[SOURCE EXTRACT]
Written by on September 8, 2023

With the Rugby World Cup 2023 finally set to kick off tomorrow in France with what promises to be an epic showdown between the All Blacks and Les Bleus and with our very own Flying Fijians facing the Welsh Dragon on Monday, here are 5 things you didn’t know about rugby’s premier competition.

1.New Zealand’s Jonah Lomu in 1995 and South Africa’s Bryan Habana in 2007 share the record for the most tries in one competition, with eight. Even speaking their names sends a chill down our spines.



2.England’s 2003 World Cup hero Jonny Wilkinson remains the top points-scorer in finals history, with 277, from one try, 28 conversions, 58 penalties and 14 drop-goals. It was in the final that Wilkinson broke Australian hearts and sent the Barmy Army into paroxysms of joy with a world cup winning drop goal!

A run of records
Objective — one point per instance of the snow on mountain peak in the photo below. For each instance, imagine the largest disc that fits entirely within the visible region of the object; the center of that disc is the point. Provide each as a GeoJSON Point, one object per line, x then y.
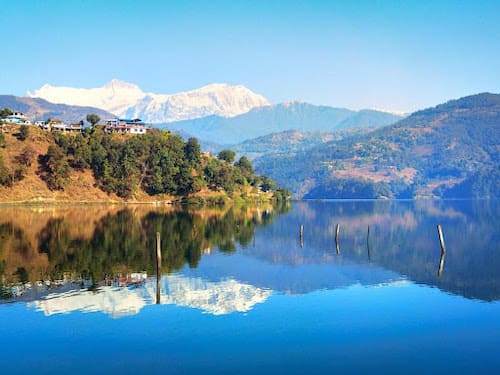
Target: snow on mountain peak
{"type": "Point", "coordinates": [128, 100]}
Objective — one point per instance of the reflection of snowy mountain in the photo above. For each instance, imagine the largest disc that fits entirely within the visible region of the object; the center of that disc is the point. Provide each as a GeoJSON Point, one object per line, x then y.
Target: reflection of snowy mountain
{"type": "Point", "coordinates": [217, 298]}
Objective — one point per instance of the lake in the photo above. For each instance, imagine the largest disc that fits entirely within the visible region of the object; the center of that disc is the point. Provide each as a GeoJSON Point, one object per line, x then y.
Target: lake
{"type": "Point", "coordinates": [242, 291]}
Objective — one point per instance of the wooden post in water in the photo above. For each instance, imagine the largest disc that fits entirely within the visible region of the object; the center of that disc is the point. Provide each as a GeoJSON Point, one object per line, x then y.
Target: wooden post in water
{"type": "Point", "coordinates": [337, 231]}
{"type": "Point", "coordinates": [441, 263]}
{"type": "Point", "coordinates": [368, 243]}
{"type": "Point", "coordinates": [158, 267]}
{"type": "Point", "coordinates": [441, 239]}
{"type": "Point", "coordinates": [443, 250]}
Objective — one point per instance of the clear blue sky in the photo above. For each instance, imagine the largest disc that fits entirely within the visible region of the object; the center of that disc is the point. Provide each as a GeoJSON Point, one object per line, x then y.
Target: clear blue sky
{"type": "Point", "coordinates": [401, 55]}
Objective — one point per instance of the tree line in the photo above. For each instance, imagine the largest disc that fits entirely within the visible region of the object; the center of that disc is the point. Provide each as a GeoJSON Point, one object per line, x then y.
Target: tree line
{"type": "Point", "coordinates": [158, 162]}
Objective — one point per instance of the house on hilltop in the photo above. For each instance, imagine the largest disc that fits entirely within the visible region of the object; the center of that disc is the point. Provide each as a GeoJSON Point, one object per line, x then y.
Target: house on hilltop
{"type": "Point", "coordinates": [58, 124]}
{"type": "Point", "coordinates": [17, 118]}
{"type": "Point", "coordinates": [125, 126]}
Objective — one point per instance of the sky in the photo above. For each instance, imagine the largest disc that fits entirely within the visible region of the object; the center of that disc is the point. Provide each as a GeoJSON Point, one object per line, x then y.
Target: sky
{"type": "Point", "coordinates": [386, 54]}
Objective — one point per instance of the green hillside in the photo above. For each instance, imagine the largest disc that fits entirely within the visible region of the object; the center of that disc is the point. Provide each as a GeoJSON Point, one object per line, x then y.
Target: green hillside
{"type": "Point", "coordinates": [301, 117]}
{"type": "Point", "coordinates": [442, 151]}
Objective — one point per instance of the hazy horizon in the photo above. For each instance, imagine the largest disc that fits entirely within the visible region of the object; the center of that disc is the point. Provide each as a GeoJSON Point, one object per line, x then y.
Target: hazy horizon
{"type": "Point", "coordinates": [365, 54]}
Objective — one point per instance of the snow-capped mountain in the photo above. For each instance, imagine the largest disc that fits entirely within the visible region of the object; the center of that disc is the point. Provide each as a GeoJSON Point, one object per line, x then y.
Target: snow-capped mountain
{"type": "Point", "coordinates": [128, 100]}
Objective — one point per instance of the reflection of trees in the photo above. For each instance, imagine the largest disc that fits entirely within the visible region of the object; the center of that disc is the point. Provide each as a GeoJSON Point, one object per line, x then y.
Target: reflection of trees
{"type": "Point", "coordinates": [124, 241]}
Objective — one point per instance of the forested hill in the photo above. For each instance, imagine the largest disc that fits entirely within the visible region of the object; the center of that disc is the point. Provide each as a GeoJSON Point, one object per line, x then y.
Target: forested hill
{"type": "Point", "coordinates": [38, 165]}
{"type": "Point", "coordinates": [451, 150]}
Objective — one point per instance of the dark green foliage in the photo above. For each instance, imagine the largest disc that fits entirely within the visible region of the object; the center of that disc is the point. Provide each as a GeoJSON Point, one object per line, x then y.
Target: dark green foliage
{"type": "Point", "coordinates": [192, 151]}
{"type": "Point", "coordinates": [4, 173]}
{"type": "Point", "coordinates": [227, 155]}
{"type": "Point", "coordinates": [266, 183]}
{"type": "Point", "coordinates": [443, 145]}
{"type": "Point", "coordinates": [24, 132]}
{"type": "Point", "coordinates": [157, 163]}
{"type": "Point", "coordinates": [26, 157]}
{"type": "Point", "coordinates": [93, 118]}
{"type": "Point", "coordinates": [55, 168]}
{"type": "Point", "coordinates": [219, 175]}
{"type": "Point", "coordinates": [245, 165]}
{"type": "Point", "coordinates": [282, 195]}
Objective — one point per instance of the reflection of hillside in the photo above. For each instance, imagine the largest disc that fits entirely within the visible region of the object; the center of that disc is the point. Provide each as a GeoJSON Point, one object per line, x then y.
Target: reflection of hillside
{"type": "Point", "coordinates": [403, 238]}
{"type": "Point", "coordinates": [39, 243]}
{"type": "Point", "coordinates": [217, 298]}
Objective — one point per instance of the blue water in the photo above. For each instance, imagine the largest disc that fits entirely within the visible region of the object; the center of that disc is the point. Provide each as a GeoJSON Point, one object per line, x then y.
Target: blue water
{"type": "Point", "coordinates": [274, 306]}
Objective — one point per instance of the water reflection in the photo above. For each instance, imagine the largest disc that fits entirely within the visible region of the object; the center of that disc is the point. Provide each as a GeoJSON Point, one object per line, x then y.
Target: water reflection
{"type": "Point", "coordinates": [217, 298]}
{"type": "Point", "coordinates": [97, 259]}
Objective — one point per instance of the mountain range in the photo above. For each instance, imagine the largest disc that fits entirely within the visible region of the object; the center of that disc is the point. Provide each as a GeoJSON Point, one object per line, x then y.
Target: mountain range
{"type": "Point", "coordinates": [451, 150]}
{"type": "Point", "coordinates": [40, 109]}
{"type": "Point", "coordinates": [298, 116]}
{"type": "Point", "coordinates": [128, 100]}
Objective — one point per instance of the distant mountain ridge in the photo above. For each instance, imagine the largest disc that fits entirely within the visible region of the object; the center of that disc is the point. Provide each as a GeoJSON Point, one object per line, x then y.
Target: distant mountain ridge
{"type": "Point", "coordinates": [128, 100]}
{"type": "Point", "coordinates": [40, 109]}
{"type": "Point", "coordinates": [449, 151]}
{"type": "Point", "coordinates": [297, 116]}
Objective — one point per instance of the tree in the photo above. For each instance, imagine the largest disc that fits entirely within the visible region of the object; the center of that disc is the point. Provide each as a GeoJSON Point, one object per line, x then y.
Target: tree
{"type": "Point", "coordinates": [26, 156]}
{"type": "Point", "coordinates": [57, 168]}
{"type": "Point", "coordinates": [93, 118]}
{"type": "Point", "coordinates": [227, 155]}
{"type": "Point", "coordinates": [267, 184]}
{"type": "Point", "coordinates": [245, 165]}
{"type": "Point", "coordinates": [192, 151]}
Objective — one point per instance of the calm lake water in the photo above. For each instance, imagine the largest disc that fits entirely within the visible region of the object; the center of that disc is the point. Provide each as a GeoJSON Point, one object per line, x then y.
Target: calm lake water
{"type": "Point", "coordinates": [241, 292]}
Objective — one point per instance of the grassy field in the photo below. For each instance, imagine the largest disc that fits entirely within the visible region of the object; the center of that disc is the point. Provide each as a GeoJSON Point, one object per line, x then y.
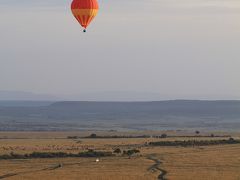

[THINGS TO DO]
a) List every rugby player named in the Rugby World Cup article.
b) Reproduce the part of the Rugby World Cup article that begins at the words "1.New Zealand’s Jonah" and ends after "winning drop goal!".
c) Continue the Rugby World Cup article from its last sentence.

[TASK-BY-TASK RESULTS]
a) Jonah Lomu, Bryan Habana, Jonny Wilkinson

b)
1.New Zealand’s Jonah Lomu in 1995 and South Africa’s Bryan Habana in 2007 share the record for the most tries in one competition, with eight. Even speaking their names sends a chill down our spines.



2.England’s 2003 World Cup hero Jonny Wilkinson remains the top points-scorer in finals history, with 277, from one try, 28 conversions, 58 penalties and 14 drop-goals. It was in the final that Wilkinson broke Australian hearts and sent the Barmy Army into paroxysms of joy with a world cup winning drop goal!

c)
SYDNEY, AUSTRALIA – NOVEMBER 23: Jonny Wilkinson kicks a penalty during Englands 2017 win over Australia in extra time in the Rugby World Cup 2003 final at the Sydney Olympic Stadium, Saturday. (Photo by Ross Land/Getty Images)

3.Canada is the only team to have received two red cards in one match, in a 20-0 defeat to South Africa in 1995, Gareth Rees and Rod Snow the culprits. Is it just us or is anyone else surprised that Canada, of all countries are the only team to have achieved this dubious distinction?

4.The Wallabies routed Namibia in 2003, with a scoreline of 142-0. New Zealand are the only team to score more points in a match, defeating Japan 145-17 in 1995. Namibia are back in the 2023 Rugby World Cup and we wish them and the Brave Blossoms of Japan all the best!

ADELAIDE, AUSTRALIA: Australian fullback Chris Latham score his first try in the Rugby World Cup Pool A match between Australia and Namibia at Adelaide oval in Adelaide, 25 october 2003. Australia beat Namibia 142-0. AFP PHOTO / ODD ANDERSEN (Photo credit should read ODD ANDERSEN/AFP/Getty Images)

5.The same whistle is blown for the opening game of every Rugby World Cup tournament. It was first used in 1905 by a Welsh referee during a game between England and New Zealand. Talk about tradition! Using a whistle that is 118 years old certainly qualifies.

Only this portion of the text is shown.